◆ Stated task ◆
Pick up the passage below on marijuana legalization and immigration after its final sentence and continue writing it.

◆ Selected passage ◆
Marijuana in the United States is now broadly legal in some form in 30 states and the District of Columbia.

However, Attorney General Jefferson Beauregard Sessions III has emphasized the continued illicit status of the drug at the federal level, and has threatened to pursue any means necessary to curtail the legalization movement. Despite the rhetoric from Sessions, the nation’s top law enforcement officer, states and municipalities have continued to roll out regulatory regimes in response to the burgeoning legal market, and have continued to cash in on potential tax revenue generated by the new industry.

Within this patchwork paradigm of reform, where the law varies from jurisdiction to jurisdiction, the intersection of drug policy and immigration is often ignored—although it presents a complicated and, as many immigration advocates argue, unjust situation.

◆ Information supplied ◆
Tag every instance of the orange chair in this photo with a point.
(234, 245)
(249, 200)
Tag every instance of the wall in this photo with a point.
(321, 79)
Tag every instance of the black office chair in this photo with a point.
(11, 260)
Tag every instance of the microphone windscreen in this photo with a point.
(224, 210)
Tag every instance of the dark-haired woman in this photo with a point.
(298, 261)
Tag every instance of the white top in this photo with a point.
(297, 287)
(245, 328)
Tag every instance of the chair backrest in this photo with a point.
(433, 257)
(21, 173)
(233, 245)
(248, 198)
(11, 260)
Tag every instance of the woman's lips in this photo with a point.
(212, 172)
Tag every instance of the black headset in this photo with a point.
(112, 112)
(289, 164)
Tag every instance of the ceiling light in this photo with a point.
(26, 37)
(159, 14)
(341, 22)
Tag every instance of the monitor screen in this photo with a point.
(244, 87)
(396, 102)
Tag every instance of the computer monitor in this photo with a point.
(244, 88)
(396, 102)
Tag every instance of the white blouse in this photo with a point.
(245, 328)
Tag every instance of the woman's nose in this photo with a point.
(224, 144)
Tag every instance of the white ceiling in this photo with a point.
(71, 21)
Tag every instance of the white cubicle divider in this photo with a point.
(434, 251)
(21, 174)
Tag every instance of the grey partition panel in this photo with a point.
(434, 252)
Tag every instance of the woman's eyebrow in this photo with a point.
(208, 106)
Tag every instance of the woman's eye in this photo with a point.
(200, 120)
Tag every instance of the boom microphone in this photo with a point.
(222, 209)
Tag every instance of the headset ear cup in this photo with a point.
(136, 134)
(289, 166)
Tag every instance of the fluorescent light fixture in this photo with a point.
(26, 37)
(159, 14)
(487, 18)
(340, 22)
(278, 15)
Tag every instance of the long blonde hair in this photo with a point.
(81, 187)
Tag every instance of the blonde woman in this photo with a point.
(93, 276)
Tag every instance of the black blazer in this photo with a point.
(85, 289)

◆ The output ◆
Currently, a U.S. citizen of any state may legally purchase, possess, and consume marijuana in a legal state like Colorado and California, but an immigrant of ANY status is forbidden from doing so. Since immigration law is under the purview of the federal government, and marijuana is still illegal under federal drug laws, combined, both factors prevent anyone who is not a U.S. citizen from enjoying the liberalization of state and local drug laws, including any employment or investment opportunities that are available in the marijuana industry. Although local and state police in marijuana-legal states cannot charge immigrants, with repealed marijuana criminal statutes, any record or evidence of marijuana possession or use by an immigrant may create a sufficient basis to begin deportation proceedings, and may also include a five- to ten-year ban from returning to the United States. These laws, as always, disproportionately affect Black and brown people and other people of color, especially Latinx immigrants.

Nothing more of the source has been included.